» **Work to be completed**
Reproduce word for word the stretch of the items that begins with the line containing "Where can the collar buckle" and ends with the line containing "column 115, row 115", including both of those lines, and output nothing else.

» **Data extract**

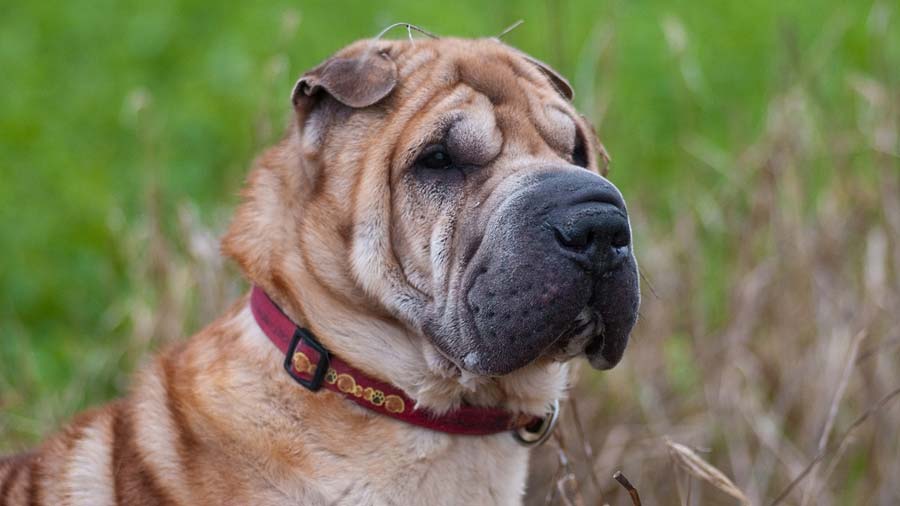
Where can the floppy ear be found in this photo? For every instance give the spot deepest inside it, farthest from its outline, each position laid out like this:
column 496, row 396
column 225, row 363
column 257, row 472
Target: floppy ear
column 559, row 82
column 356, row 81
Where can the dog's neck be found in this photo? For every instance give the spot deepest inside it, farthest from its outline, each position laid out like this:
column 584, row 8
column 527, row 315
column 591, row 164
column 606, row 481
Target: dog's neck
column 386, row 349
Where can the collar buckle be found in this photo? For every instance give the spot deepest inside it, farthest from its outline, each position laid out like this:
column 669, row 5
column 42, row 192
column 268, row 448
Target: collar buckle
column 536, row 436
column 322, row 365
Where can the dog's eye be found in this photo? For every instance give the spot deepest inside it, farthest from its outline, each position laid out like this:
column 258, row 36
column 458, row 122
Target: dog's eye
column 435, row 157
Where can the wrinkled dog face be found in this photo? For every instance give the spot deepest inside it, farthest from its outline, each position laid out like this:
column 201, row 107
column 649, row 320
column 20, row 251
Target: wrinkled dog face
column 480, row 216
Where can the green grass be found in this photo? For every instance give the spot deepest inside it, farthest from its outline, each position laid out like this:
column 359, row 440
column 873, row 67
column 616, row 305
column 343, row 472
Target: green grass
column 115, row 115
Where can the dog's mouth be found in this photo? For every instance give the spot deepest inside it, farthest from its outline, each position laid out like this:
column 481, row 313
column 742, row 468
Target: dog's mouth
column 585, row 332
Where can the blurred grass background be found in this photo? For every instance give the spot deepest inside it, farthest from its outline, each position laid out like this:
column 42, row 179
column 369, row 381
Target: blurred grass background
column 756, row 141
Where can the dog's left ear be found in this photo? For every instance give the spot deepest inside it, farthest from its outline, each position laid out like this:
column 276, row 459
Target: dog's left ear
column 559, row 82
column 355, row 81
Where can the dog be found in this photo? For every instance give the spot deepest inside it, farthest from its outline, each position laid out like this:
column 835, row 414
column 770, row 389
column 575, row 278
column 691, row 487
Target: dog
column 429, row 245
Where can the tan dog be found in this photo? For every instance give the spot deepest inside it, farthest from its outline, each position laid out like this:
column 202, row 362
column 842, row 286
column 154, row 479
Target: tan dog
column 434, row 216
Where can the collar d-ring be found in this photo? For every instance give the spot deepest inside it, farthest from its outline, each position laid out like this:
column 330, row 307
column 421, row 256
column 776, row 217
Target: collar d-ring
column 535, row 436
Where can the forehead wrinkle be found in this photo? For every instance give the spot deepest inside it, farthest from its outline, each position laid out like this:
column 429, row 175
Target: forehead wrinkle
column 443, row 98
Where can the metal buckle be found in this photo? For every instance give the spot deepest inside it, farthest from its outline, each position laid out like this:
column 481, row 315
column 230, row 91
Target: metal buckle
column 324, row 362
column 530, row 438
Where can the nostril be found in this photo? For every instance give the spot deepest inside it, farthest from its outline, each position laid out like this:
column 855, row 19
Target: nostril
column 577, row 239
column 620, row 239
column 599, row 238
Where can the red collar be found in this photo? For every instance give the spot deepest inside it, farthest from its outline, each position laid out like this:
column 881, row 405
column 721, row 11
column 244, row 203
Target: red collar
column 314, row 367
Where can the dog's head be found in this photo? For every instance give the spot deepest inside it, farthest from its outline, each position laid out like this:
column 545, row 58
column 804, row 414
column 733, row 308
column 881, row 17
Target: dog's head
column 448, row 184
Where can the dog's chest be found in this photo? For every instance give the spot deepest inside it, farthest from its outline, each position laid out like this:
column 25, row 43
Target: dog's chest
column 428, row 468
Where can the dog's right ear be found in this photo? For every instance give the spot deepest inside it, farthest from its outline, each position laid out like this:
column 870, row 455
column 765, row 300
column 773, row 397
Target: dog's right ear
column 356, row 81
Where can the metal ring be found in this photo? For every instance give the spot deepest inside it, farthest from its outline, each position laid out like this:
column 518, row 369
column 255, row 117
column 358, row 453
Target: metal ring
column 529, row 438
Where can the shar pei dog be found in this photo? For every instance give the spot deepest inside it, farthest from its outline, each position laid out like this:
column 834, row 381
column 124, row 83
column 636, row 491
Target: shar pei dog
column 429, row 245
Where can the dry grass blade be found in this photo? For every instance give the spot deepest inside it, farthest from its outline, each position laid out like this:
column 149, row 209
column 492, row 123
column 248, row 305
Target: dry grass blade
column 699, row 468
column 841, row 443
column 635, row 498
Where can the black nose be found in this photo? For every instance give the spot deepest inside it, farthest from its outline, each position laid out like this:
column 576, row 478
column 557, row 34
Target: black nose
column 595, row 233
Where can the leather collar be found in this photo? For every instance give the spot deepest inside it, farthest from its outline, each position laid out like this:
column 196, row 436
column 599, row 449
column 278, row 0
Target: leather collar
column 310, row 364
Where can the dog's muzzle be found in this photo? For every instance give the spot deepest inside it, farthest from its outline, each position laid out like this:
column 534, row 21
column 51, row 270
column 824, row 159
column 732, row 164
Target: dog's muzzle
column 555, row 274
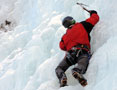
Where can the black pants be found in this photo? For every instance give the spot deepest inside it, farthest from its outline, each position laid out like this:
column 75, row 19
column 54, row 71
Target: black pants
column 82, row 62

» **Answer for this exercise**
Where can the collar buckle be found in this photo? For every instance give the spot deepest inside it, farthest from its outline, each position laid out like this:
column 669, row 5
column 42, row 192
column 268, row 448
Target: collar buckle
column 536, row 436
column 322, row 365
Where can the dog's eye be found in this photo? For every instance give the spot deepest inside it, farthest from its outline, each position laid out like this:
column 258, row 36
column 458, row 122
Target: dog's eye
column 435, row 157
Where can the wrinkled dog face be found in this photo? For every instance give the spot deepest inside it, farthest from its outline, each position laid out like this:
column 201, row 107
column 649, row 320
column 20, row 251
Target: wrinkled dog face
column 480, row 216
Where can the green grass be found in this photo? For every instance give the spot deepest inside it, farthest from its outline, each position laid out like this:
column 359, row 440
column 873, row 67
column 616, row 305
column 343, row 472
Target: green grass
column 115, row 115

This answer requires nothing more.